*List of tasks*.
a. Retype the passage on keeping children safe online word for word.
b. Put the stretch of entries from the line containing "of the index" through the end of the entries into a JSON list of strings, one string per line, with blank lines left out.

*Page extract*.

------------------------------------------------

These days, as a parent, it’s often the case that your children know more about the internet and computers than you do. But it’s still your duty as a parent or guardian to protect their experiences online. While there is legislation in place that requires children to get a parents permission before giving out sensitive information like address and phone number, among other things. But that doesn’t always happen – so just as with pretty much everything else with your child – it doesn’t hurt to be proactive.
What follows is some basic advice for making sure that the internet experience of your younger child is safe and secure (and they don’t inadvertently end up charging your credit cards a ton of money).

------------------------------------------------

Entries from a pointing dataset:
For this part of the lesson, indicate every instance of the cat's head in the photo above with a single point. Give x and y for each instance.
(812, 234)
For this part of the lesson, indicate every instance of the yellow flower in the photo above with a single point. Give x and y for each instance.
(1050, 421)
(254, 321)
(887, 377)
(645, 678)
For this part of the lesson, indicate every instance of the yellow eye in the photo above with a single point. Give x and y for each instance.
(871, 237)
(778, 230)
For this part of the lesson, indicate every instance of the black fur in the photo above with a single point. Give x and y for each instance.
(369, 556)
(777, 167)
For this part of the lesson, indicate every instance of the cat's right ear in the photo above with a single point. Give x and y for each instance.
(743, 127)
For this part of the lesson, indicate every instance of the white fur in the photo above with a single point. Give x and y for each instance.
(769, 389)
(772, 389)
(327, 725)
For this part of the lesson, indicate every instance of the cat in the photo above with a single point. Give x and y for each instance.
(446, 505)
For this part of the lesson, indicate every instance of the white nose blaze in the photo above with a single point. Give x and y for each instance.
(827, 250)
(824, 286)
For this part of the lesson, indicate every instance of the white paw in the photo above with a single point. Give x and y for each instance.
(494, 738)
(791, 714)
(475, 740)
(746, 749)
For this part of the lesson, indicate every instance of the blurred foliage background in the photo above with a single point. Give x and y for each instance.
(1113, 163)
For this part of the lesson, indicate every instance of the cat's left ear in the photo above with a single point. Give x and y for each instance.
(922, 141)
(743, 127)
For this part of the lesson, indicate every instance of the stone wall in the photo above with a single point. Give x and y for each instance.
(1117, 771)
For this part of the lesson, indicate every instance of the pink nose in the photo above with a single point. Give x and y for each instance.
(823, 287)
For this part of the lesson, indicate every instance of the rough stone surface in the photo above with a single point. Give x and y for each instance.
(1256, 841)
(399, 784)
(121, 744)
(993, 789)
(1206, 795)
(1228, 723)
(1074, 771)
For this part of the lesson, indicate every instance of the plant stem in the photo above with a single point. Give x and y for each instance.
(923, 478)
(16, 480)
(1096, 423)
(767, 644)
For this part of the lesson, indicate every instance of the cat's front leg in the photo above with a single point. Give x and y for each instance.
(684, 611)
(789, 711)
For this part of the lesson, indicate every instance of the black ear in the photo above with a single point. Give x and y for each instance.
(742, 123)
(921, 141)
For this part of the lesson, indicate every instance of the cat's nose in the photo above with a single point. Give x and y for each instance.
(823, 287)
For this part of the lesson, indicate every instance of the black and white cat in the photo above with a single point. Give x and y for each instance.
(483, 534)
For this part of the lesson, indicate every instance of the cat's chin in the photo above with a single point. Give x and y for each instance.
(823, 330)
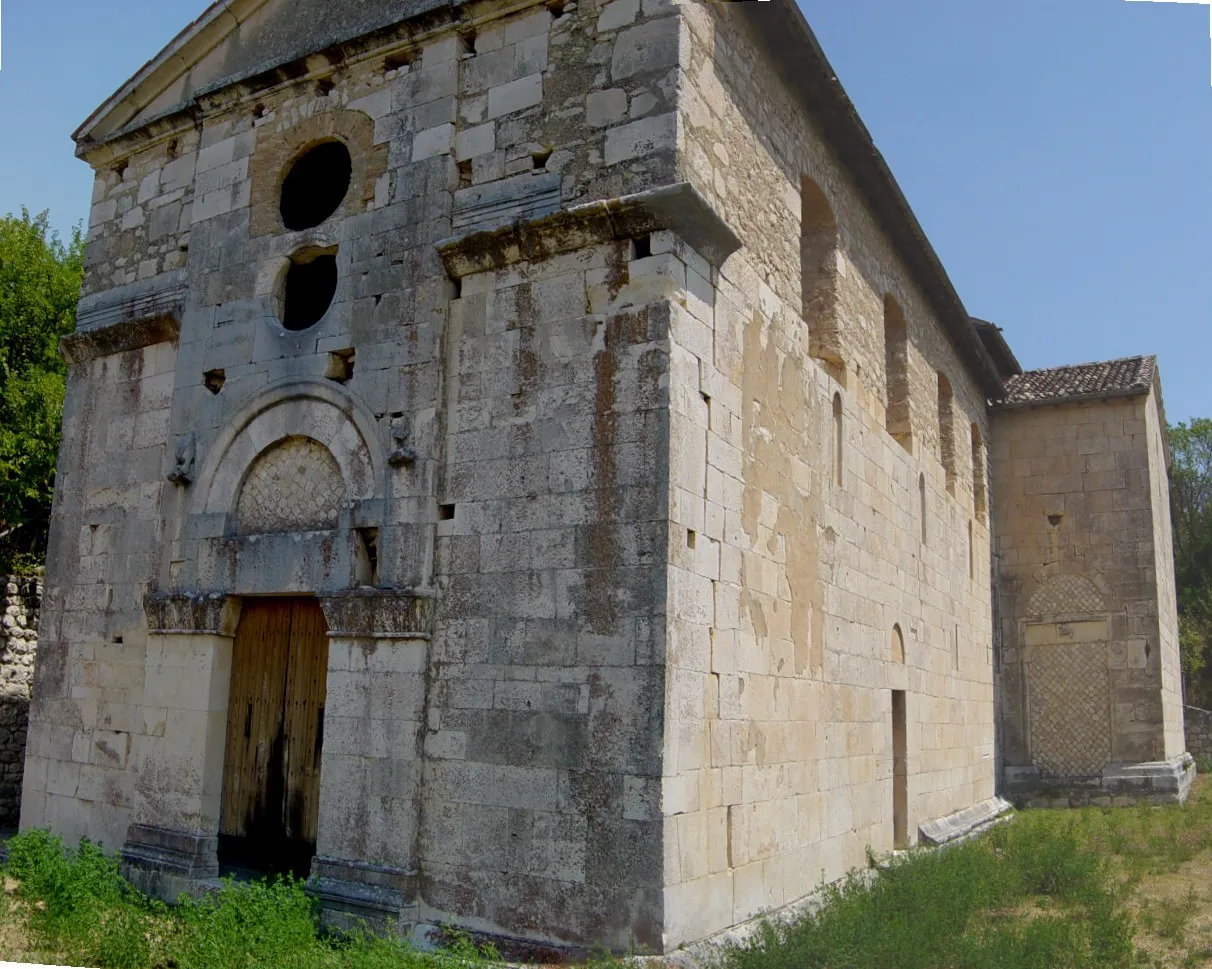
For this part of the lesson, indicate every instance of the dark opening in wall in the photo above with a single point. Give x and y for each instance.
(309, 287)
(315, 185)
(341, 366)
(818, 273)
(896, 373)
(979, 493)
(947, 430)
(839, 441)
(369, 558)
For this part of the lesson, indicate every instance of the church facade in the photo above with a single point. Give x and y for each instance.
(524, 466)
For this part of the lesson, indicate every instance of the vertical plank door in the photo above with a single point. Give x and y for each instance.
(275, 724)
(306, 683)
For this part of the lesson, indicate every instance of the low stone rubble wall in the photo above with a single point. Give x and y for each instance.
(1198, 726)
(18, 642)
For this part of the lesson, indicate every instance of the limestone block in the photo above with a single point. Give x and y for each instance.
(639, 138)
(435, 141)
(478, 141)
(609, 107)
(618, 13)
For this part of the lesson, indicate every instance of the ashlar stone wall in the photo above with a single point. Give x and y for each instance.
(1087, 666)
(790, 575)
(18, 646)
(470, 423)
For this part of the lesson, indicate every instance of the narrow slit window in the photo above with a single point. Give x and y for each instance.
(818, 271)
(947, 430)
(921, 502)
(896, 373)
(839, 441)
(979, 494)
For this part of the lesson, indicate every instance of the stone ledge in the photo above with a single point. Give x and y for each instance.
(179, 853)
(964, 824)
(353, 892)
(680, 208)
(192, 613)
(1153, 783)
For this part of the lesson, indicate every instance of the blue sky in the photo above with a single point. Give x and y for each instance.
(1057, 153)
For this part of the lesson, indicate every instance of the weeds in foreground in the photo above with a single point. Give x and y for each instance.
(1025, 895)
(76, 905)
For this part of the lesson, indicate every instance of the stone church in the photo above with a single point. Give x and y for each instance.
(524, 466)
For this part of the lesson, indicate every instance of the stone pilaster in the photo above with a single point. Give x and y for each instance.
(370, 783)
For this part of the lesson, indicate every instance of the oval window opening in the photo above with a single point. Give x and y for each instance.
(310, 285)
(315, 185)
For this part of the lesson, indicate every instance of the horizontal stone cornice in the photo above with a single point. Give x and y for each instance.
(680, 208)
(212, 614)
(379, 614)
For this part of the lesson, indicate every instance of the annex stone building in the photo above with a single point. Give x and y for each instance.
(524, 466)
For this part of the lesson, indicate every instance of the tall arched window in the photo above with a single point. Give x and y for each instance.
(979, 494)
(947, 430)
(838, 442)
(818, 271)
(896, 373)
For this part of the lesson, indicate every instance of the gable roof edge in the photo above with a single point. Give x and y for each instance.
(207, 32)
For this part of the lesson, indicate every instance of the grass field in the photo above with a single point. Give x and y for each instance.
(1125, 887)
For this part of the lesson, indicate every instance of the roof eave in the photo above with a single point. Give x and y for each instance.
(807, 70)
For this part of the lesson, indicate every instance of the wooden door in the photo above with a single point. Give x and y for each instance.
(274, 733)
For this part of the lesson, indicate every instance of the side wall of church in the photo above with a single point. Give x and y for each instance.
(804, 537)
(1087, 641)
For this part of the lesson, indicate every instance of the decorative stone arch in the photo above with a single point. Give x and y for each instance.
(278, 148)
(293, 410)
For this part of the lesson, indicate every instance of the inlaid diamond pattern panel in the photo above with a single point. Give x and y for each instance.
(1070, 722)
(295, 486)
(1064, 595)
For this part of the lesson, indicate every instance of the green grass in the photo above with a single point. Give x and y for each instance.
(73, 904)
(1024, 895)
(1055, 889)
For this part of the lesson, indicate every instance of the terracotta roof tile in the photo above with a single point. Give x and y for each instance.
(1112, 378)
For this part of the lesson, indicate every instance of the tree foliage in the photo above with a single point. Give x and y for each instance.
(1190, 498)
(39, 287)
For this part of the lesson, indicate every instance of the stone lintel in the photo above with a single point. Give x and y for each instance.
(192, 613)
(680, 208)
(355, 890)
(379, 614)
(962, 824)
(1153, 783)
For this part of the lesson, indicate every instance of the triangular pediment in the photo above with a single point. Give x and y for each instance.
(234, 40)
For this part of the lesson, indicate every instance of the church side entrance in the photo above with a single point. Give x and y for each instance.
(274, 737)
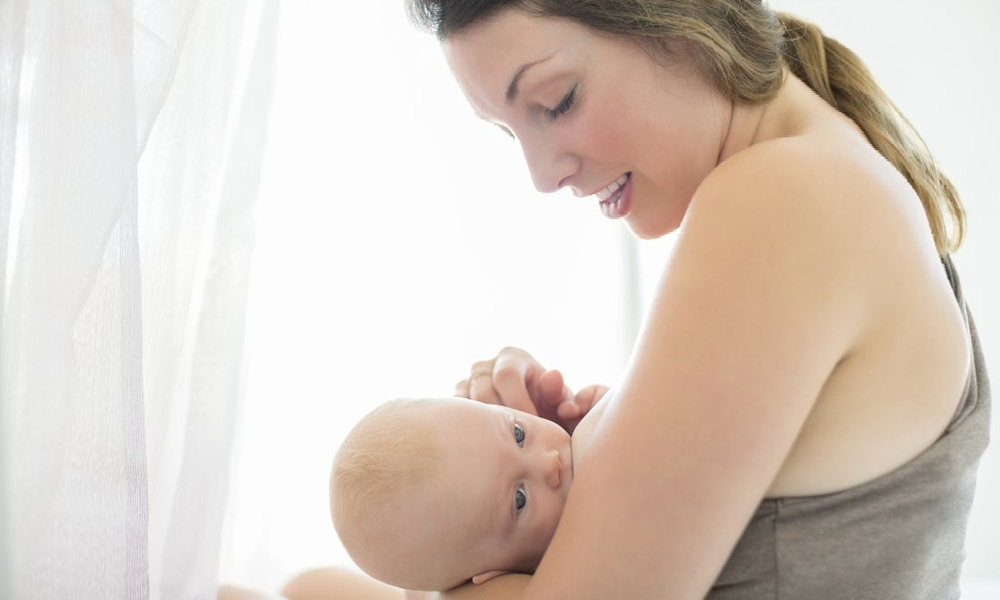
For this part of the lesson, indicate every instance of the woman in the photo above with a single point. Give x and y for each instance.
(804, 410)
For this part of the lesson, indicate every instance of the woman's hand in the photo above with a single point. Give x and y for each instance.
(515, 379)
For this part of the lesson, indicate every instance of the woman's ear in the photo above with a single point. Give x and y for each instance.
(484, 577)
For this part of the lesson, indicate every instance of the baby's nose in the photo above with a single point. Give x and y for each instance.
(552, 468)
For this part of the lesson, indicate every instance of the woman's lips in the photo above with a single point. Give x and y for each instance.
(615, 199)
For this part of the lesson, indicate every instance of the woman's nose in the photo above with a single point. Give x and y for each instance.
(550, 168)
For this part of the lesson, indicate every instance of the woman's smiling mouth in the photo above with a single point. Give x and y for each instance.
(611, 198)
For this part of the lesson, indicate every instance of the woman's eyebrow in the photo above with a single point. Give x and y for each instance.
(512, 90)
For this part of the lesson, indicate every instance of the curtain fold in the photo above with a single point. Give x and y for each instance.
(130, 134)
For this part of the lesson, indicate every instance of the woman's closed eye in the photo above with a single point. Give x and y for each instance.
(563, 107)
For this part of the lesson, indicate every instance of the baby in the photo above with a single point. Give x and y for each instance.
(430, 494)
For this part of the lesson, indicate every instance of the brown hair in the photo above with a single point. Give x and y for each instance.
(744, 47)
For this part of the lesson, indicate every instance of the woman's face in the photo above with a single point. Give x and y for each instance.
(595, 114)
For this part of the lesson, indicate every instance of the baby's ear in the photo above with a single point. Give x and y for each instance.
(484, 577)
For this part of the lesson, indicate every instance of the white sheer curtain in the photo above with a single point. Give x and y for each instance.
(130, 140)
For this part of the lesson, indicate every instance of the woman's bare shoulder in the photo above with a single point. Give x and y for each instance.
(504, 587)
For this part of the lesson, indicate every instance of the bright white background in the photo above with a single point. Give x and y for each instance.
(399, 239)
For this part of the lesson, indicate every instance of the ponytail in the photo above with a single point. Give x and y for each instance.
(840, 78)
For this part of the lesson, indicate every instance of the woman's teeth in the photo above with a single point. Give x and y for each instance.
(611, 189)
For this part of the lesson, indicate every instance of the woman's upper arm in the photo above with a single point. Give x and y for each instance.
(760, 301)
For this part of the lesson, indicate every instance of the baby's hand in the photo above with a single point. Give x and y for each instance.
(515, 379)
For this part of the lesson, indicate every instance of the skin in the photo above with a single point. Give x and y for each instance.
(803, 337)
(491, 509)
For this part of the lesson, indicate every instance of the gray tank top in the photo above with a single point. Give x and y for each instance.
(898, 537)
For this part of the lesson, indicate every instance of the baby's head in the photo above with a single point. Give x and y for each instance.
(430, 494)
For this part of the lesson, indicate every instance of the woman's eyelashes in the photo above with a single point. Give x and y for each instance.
(563, 107)
(519, 435)
(520, 499)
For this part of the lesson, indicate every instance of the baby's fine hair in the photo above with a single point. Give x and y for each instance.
(387, 454)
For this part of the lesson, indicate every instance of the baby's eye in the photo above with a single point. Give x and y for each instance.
(518, 434)
(520, 499)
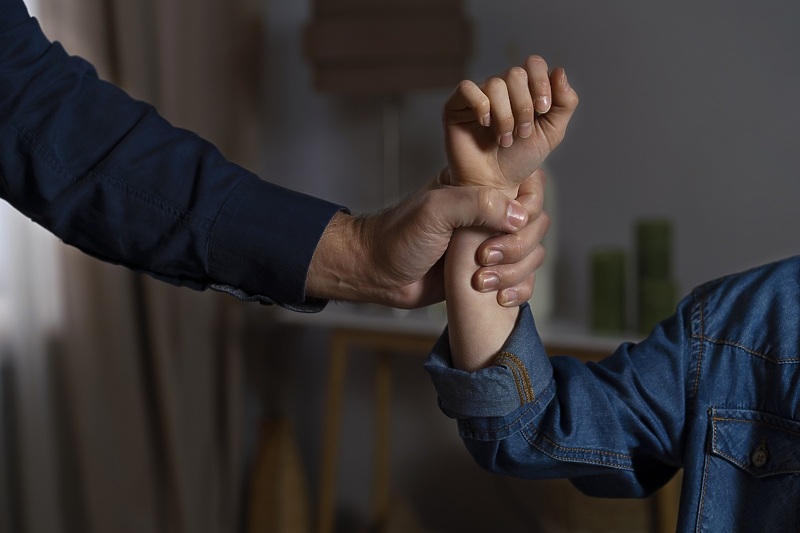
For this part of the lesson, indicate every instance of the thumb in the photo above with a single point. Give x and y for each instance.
(479, 206)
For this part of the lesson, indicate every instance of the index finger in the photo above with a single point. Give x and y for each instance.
(539, 83)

------------------------------------------------

*Response list*.
a.
These days, as a parent, it’s often the case that your children know more about the internet and computers than you do. But it’s still your duty as a parent or guardian to protect their experiences online. While there is legislation in place that requires children to get a parents permission before giving out sensitive information like address and phone number, among other things. But that doesn’t always happen – so just as with pretty much everything else with your child – it doesn’t hurt to be proactive.
What follows is some basic advice for making sure that the internet experience of your younger child is safe and secure (and they don’t inadvertently end up charging your credit cards a ton of money).

b.
[
  "For this part of the lesson, indicate every instance of the index finger in the photo above with a single point. Give x and y for each instance.",
  "(539, 83)"
]